_CONSEGNA:_
Cita parola per parola il tratto del brano sui desideri dei Rio Mezzanino che va da "Beppe: Trovare quelle" fino a "uno status intellettuale/alternativo.".

_BRANO:_
────────────────────

Quali sono i desideri dei Rio Mezzanino?
Beppe: Trovare quelle “cazzo di ali” e volare più alto possibile.
Leo: Mi auguro che in Italia rinasca una cultura musicale che in questi anni è andata a farsi fottere. Nei locali, ma purtroppo anche ai concerti, c’è un clima di totale indifferenza verso la musica: la gente vuole il sottofondo, vuole qualcosa che possa coprire quella voce di merda che si ritrovano. E trovo addirittura peggiore, che in certi contesti (jazz, classica, ma anche nello steso panorama indipendente), la musica serva a dimostrare mendacemente uno status intellettuale/alternativo.
Oretta: I Rio sono 5 teste, 5 cuori, altrettante mani…è già un’impresa riuscire a riunirle! Come vedi le opinioni sono molto varie, per quanto mi riguarda il desiderio è riuscire a mantenere l’equilibrio fra l’aspetto concreto, assolutamente razionale del “fare”, che rischia di risucchiarti, e quello emotivo del “sentire”, che mi tiene viva nel far musica ed è la vera spinta per me da quando ho iniziato diversi anni fa.

────────────────────

(Voci sull'individuazione di oggetti nominati)
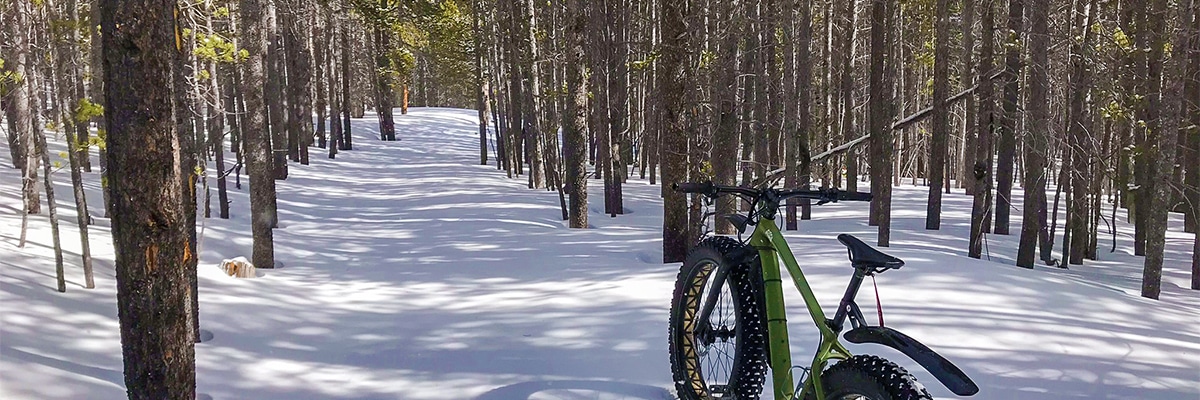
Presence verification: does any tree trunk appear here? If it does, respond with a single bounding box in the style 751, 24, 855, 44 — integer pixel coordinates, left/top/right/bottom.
470, 0, 488, 166
959, 1, 979, 196
995, 0, 1025, 234
710, 1, 739, 234
967, 0, 996, 258
1016, 1, 1050, 268
787, 0, 814, 220
311, 8, 334, 149
835, 0, 859, 192
238, 0, 275, 269
520, 0, 547, 189
374, 21, 396, 141
925, 0, 950, 231
563, 0, 588, 228
338, 20, 354, 150
100, 0, 196, 391
658, 0, 691, 263
34, 117, 66, 292
282, 0, 313, 165
40, 1, 96, 288
604, 1, 629, 211
868, 0, 895, 247
1063, 0, 1096, 265
1137, 0, 1196, 299
259, 4, 288, 177
10, 1, 42, 215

────────────────────

_SOLUZIONE COMPLETA:_
Beppe: Trovare quelle “cazzo di ali” e volare più alto possibile.
Leo: Mi auguro che in Italia rinasca una cultura musicale che in questi anni è andata a farsi fottere. Nei locali, ma purtroppo anche ai concerti, c’è un clima di totale indifferenza verso la musica: la gente vuole il sottofondo, vuole qualcosa che possa coprire quella voce di merda che si ritrovano. E trovo addirittura peggiore, che in certi contesti (jazz, classica, ma anche nello steso panorama indipendente), la musica serva a dimostrare mendacemente uno status intellettuale/alternativo.